Copy every one of the records below word for word, and leave the pictures out of your copy.

----- Record excerpts

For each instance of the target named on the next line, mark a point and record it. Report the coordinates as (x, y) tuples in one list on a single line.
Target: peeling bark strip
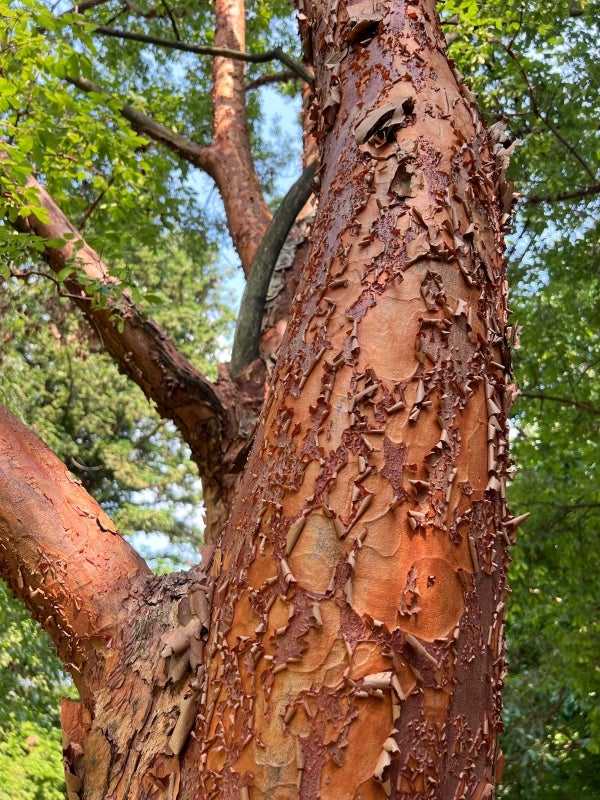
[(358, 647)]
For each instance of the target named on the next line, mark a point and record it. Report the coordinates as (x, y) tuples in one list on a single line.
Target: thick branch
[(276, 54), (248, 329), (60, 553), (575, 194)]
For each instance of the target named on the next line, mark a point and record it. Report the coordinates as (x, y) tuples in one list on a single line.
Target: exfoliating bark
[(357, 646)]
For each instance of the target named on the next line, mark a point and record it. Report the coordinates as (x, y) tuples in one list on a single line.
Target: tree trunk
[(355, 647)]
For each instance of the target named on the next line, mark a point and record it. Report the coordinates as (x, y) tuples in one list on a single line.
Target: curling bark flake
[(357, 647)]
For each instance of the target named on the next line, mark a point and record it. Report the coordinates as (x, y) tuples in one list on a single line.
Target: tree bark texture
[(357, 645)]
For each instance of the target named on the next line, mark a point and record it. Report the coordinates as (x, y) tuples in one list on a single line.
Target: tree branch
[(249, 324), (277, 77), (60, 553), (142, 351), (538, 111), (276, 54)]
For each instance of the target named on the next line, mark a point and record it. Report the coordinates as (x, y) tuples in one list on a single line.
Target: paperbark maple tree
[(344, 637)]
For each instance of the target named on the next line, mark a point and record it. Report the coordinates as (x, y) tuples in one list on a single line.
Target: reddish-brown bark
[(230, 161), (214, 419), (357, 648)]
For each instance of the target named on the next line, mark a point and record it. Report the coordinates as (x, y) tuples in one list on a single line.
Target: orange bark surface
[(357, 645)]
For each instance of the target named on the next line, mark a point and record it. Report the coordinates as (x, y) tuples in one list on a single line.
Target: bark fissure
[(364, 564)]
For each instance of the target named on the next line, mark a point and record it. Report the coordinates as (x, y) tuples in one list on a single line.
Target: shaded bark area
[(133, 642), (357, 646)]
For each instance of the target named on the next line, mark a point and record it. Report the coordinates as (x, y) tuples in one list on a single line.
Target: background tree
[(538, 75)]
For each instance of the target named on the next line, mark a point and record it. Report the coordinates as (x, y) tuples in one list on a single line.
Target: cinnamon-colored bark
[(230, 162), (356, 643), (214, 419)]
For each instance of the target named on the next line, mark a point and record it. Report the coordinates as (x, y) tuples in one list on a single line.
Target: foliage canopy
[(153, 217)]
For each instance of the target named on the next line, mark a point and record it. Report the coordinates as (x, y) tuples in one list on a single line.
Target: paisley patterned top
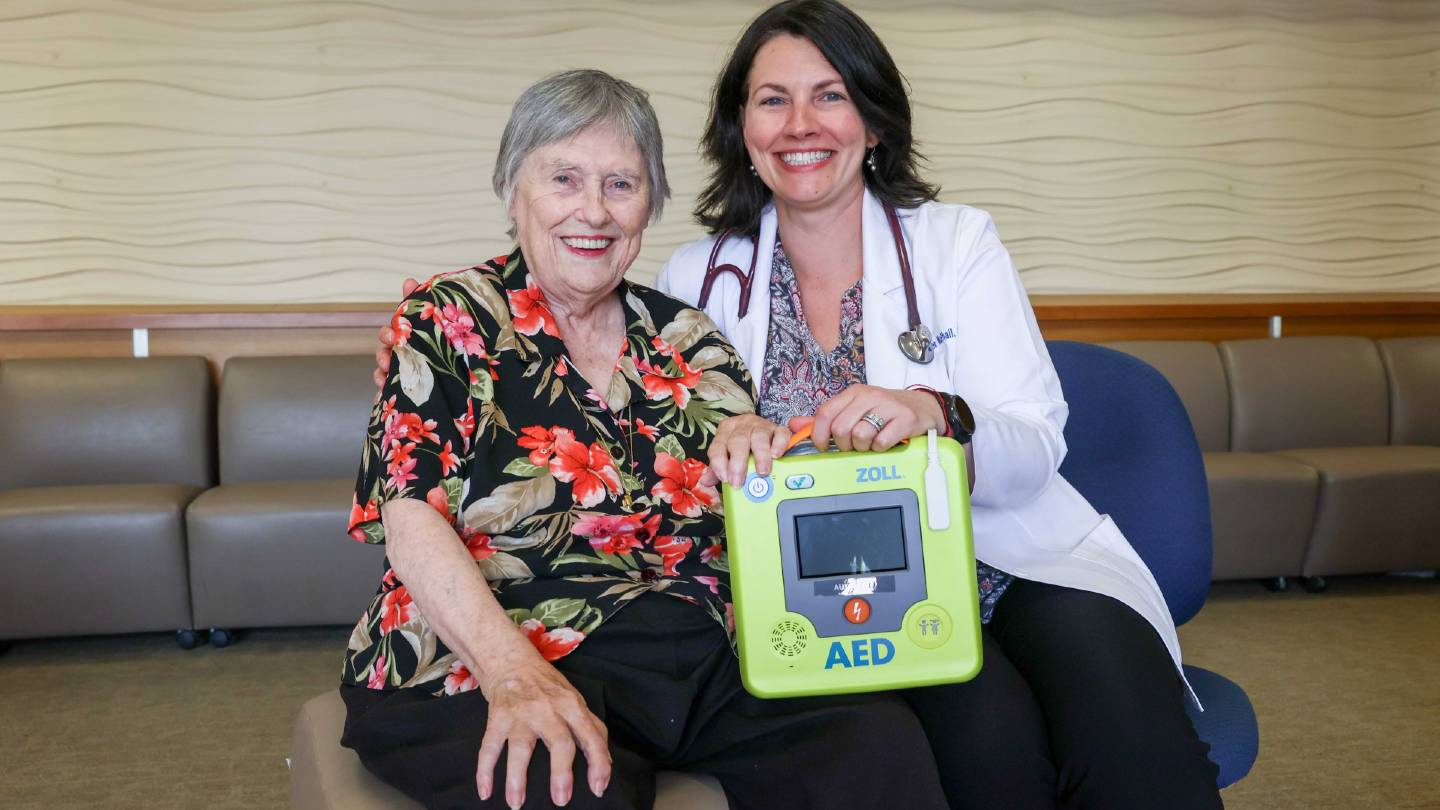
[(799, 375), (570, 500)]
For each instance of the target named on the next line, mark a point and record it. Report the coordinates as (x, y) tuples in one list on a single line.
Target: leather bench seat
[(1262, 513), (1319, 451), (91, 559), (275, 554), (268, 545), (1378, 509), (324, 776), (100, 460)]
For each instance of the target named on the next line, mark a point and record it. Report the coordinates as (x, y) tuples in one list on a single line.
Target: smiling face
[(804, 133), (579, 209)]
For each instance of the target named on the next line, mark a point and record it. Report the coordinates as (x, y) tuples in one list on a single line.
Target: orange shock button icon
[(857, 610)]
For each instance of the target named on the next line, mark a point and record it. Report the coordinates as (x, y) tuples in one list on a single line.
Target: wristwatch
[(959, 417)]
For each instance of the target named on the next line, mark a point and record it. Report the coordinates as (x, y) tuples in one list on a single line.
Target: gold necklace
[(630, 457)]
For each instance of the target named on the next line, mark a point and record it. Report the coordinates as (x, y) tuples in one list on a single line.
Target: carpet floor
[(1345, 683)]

----------

Response>
For each instance of the target named on the next line, mark a point and record it. Report the coordinates as (x, y) tuples in one list on a single line.
Target: peeling bark strip
[(358, 647)]
For each instance of the target named on the next line, mark a point and record it. Report the coordinates as (x, y) tuples in one list on a single line.
Target: thick branch
[(276, 54), (248, 329), (60, 553), (575, 194)]
For each instance of the target named on the next line, mark a point and record it. Report the coordinates as (x, y) tuples in one list on a single line.
Target: exfoliating bark
[(357, 646)]
For each instance of the target named on the next line, mark a point and record it. Report the coordinates as (x, y) tuples in one list on a single line.
Target: tree trunk
[(355, 647)]
For each instance of the target named on the next line, mark a point and record it. Report the coordinates as (x, y) tuples in one list on a single line.
Target: curling bark flake
[(357, 647)]
For each instance of the target named on the next line, mark a point and record it. Report the coordinates as (x, y) tuples in one list on a single line.
Target: tree bark texture
[(357, 645)]
For each instance of the target named on the next line, mark a point and record it. Report the coordinates as (x, y) tuples in one list on a single line.
Target: tree branch
[(249, 324), (277, 77), (60, 553), (142, 351), (538, 111), (276, 54)]
For each instance of the target named on the next line, mark a point and record it. Report the coordinates as (x, y) tuples in one list on a single line.
Target: paperbark maple tree
[(344, 637)]
For each instance of the target named on the next line, mark a point and record it. Report the coordinates as (x, y) tuples in one list on a single line.
Target: reddish-brown bark
[(230, 161), (214, 419), (357, 648)]
For each instance of the target named on the next line, mark a point and record it. Report the coordinates as (x, y) tuples in one list on a single line.
Target: orange bark surface
[(357, 645)]
For each instance of the target named on the next line, mark a point and record it. Report the coordinates as (x, y) tuples in one list on a single line.
Target: bark fissure
[(364, 564)]
For each instance of the target named on the next line, mark a point and record it. Report the coordinates as (x, y) tuples in one list on a single line.
Target: shaded bark area
[(133, 642), (357, 646)]
For each instance of the target named on the next line, mark a point and record it. Report the coordinates as (x, y) tuples in one list on a single line.
Target: background tree
[(538, 75)]
For each instance of the target named on the next line, mark a point and record it. Report the coordinates as (x, y) tuples in one list on a single line.
Target: cinnamon-colored bark
[(230, 162), (356, 643), (214, 419)]
For each instance of the target named on the next line, mark a point and record it. Report the coordinates as (x, y) tuples in one list on a single line.
Target: foliage canopy
[(153, 217)]
For each instance of the target named on the next line, mark a point and record it. Report the coordinates as (x, y) tuples in one list on a single line.
Target: paisley patterned top
[(799, 375), (570, 500)]
For each instance of the target named on the next line, mark a point and record it. Report the coordinates as (x, y) tuples in one list on a single line.
Target: leather bench seat
[(1262, 513), (1319, 451), (91, 559), (275, 554), (268, 545), (1378, 509), (324, 776), (100, 460)]
For each instance of the target named on the next line, mark a point and record it. Report the coordinates as (x, y) tuples in one list on a single line.
Target: smiling face
[(804, 133), (579, 209)]
For each instance of the target named on the next line, mark a point and record it. Report the coordinates as (x, y) tuples in one list on a single line.
Target: orange shock button icon
[(857, 610)]
For each instance of the target named on the next line, mark a point and record it. Report the coordinates as (x, y) tuples in one list on a single line.
Target: wristwatch
[(959, 417)]
For each instance of the target named on the next line, mark a point and record it. Report the coordinates as (x, y) tuples in one list on a single line.
Target: gold necklace
[(630, 457)]
For each instance of the target named on the next line, mark a point and record it. Report the coordinates as (x, y) tuples in one list on a single line.
Target: carpet floor
[(1345, 683)]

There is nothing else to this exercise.